_AIM OF THE EXERCISE_: Among the entries, which lines carry the string "below"? Copy every one.
GIVEN RECORDS Block Start
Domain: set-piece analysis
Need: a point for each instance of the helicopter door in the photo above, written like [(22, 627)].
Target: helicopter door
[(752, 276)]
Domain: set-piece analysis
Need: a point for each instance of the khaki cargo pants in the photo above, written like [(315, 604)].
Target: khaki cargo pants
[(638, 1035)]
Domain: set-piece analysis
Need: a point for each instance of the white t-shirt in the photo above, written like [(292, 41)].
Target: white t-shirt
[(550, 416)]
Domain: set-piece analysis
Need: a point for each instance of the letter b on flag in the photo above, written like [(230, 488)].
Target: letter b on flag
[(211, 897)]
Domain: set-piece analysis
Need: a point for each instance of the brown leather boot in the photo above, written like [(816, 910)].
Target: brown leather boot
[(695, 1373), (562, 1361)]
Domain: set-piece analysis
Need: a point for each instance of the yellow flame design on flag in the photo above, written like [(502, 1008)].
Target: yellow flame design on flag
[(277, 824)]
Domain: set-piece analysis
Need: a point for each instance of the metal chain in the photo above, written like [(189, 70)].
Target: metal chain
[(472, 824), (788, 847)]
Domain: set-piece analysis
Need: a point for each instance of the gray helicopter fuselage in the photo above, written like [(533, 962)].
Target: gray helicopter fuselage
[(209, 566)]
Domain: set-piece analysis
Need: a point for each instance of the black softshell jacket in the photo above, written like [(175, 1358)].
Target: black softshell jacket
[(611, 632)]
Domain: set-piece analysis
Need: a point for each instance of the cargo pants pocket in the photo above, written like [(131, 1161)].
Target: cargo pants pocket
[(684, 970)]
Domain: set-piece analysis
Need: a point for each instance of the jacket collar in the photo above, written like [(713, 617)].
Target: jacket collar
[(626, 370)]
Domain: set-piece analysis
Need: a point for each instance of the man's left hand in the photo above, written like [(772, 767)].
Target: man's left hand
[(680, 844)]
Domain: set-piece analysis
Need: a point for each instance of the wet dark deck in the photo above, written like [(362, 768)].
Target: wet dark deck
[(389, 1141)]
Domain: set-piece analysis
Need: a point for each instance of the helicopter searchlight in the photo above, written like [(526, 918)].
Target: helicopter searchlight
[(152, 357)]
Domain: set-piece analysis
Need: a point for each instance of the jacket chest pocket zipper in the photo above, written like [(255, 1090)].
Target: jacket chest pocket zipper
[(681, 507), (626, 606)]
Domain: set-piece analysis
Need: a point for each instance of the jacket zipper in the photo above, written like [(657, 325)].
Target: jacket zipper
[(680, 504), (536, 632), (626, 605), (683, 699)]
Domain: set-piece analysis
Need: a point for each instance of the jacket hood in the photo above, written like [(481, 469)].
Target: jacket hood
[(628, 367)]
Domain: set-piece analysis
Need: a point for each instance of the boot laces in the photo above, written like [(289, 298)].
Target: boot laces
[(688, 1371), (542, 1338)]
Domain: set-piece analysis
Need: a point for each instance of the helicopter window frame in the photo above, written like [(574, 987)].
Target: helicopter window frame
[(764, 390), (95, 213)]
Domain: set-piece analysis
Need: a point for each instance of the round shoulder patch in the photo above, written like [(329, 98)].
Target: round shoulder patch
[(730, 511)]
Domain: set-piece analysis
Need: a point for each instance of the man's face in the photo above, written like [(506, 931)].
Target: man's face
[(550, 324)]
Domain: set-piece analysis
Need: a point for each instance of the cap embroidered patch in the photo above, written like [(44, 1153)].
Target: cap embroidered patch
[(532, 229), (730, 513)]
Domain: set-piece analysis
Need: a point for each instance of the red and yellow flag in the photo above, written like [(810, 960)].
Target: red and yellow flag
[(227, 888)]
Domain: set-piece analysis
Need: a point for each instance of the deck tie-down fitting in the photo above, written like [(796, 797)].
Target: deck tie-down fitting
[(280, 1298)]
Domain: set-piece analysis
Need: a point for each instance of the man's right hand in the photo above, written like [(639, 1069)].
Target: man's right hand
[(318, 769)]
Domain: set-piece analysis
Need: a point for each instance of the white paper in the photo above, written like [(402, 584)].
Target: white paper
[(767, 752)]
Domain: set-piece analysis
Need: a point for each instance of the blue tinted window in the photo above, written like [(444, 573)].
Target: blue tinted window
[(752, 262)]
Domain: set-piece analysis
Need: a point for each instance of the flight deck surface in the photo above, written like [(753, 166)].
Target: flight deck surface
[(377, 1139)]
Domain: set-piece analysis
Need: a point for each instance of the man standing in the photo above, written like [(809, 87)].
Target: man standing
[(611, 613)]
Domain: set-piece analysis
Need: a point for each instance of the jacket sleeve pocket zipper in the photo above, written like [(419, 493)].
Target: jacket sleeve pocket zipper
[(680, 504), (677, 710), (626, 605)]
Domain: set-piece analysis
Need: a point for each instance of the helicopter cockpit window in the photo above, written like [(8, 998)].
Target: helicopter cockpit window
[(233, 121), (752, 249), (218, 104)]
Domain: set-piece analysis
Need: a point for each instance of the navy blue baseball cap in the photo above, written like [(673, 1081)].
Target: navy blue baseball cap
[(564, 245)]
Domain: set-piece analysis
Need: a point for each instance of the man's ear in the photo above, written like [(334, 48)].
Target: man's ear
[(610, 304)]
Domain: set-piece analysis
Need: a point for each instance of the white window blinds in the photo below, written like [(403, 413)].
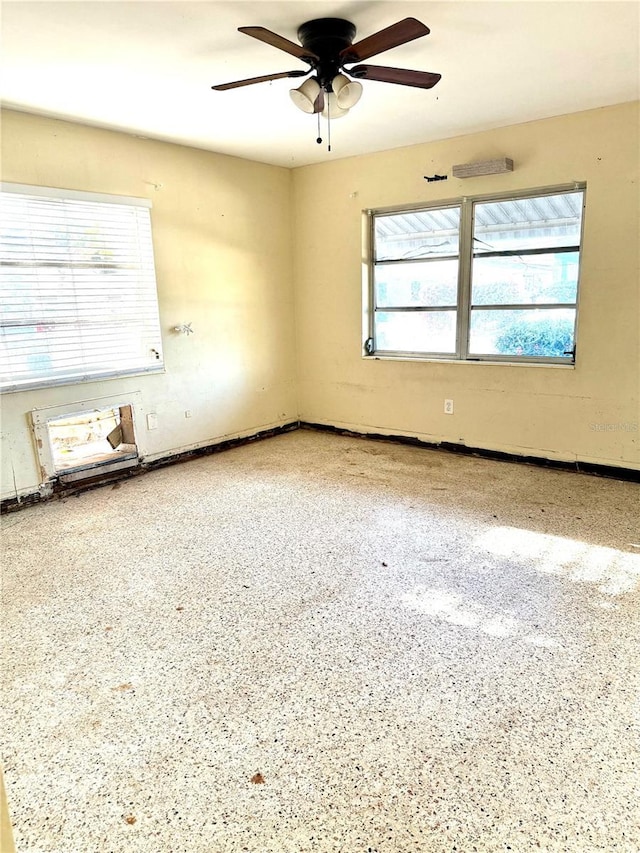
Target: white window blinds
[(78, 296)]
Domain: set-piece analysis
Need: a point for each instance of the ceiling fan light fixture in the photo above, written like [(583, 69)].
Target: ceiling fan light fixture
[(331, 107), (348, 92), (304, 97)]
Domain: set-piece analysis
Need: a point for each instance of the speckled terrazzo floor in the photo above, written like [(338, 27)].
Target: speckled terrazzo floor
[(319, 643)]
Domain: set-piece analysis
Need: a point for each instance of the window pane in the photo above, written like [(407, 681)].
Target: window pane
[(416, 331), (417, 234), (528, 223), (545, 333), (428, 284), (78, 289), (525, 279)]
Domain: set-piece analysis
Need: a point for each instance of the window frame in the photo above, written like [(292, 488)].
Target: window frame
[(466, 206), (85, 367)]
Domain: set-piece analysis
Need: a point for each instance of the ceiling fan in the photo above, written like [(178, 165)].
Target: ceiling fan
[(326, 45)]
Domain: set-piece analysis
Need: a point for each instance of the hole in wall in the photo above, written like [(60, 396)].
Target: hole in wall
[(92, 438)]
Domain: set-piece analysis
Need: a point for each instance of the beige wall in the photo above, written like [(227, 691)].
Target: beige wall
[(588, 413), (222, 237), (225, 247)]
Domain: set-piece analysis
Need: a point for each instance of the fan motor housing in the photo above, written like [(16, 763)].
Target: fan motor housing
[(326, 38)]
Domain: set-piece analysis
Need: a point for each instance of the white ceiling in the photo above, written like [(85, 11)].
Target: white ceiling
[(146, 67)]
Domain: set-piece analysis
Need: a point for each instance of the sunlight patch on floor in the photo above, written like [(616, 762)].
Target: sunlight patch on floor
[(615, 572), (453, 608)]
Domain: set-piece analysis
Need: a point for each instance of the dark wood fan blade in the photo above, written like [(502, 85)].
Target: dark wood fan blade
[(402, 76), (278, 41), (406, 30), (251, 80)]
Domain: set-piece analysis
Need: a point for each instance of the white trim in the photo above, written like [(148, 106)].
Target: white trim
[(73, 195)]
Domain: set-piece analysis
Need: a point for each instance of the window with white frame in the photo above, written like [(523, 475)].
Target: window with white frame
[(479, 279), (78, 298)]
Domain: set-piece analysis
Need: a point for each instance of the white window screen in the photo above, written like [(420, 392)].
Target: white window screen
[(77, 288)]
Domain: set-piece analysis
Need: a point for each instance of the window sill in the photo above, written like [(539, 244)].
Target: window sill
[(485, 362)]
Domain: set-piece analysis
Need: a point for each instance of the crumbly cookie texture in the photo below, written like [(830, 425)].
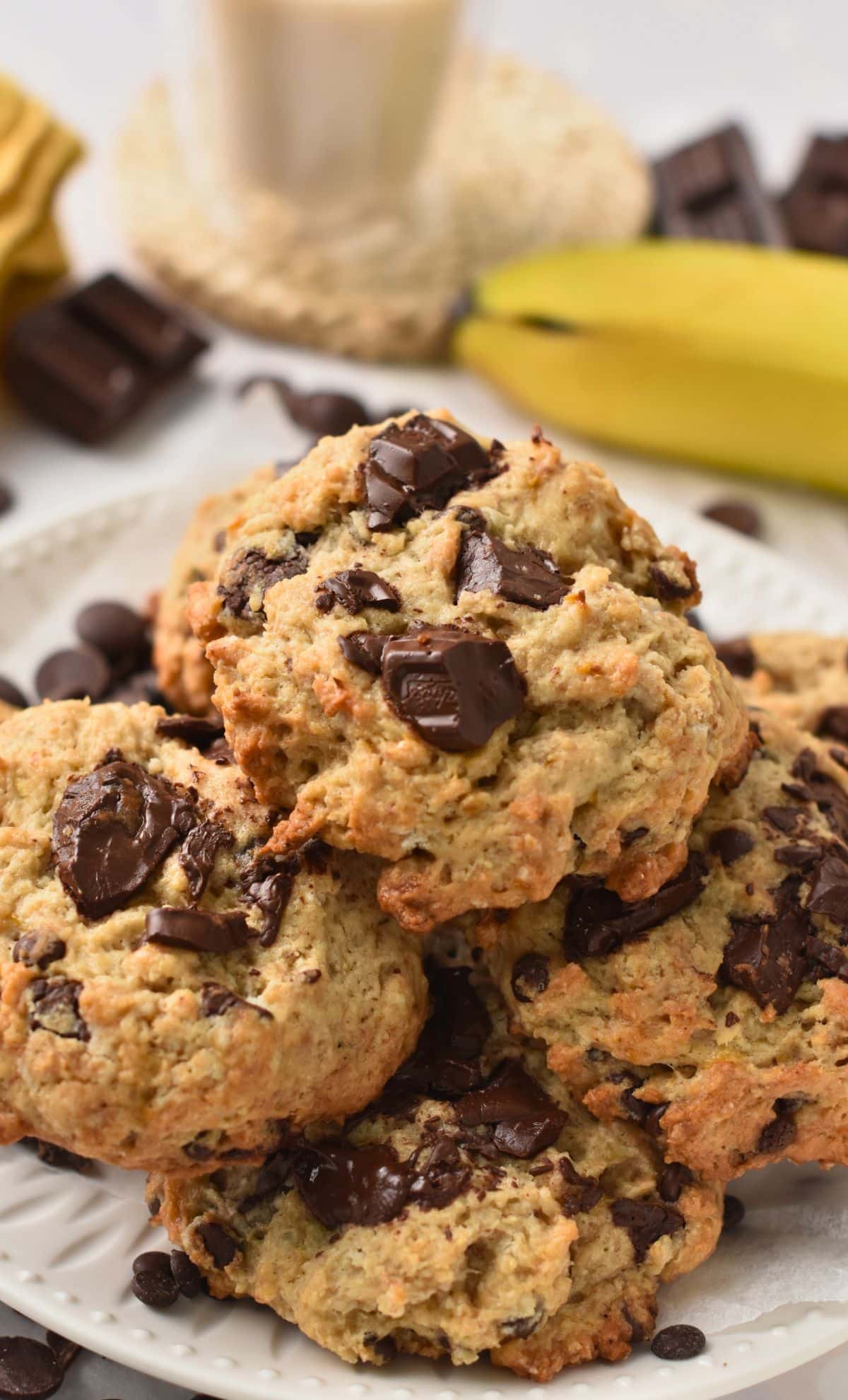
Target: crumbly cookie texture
GIVEN RECORDS Block End
_OUTPUT FOR THIS EXERCISE_:
Need: a point for each instance of the white window blinds in the photo below, written like [(403, 413)].
Need: a point for each instance of the crumbly cookie texture in the photo below, written like [(830, 425)].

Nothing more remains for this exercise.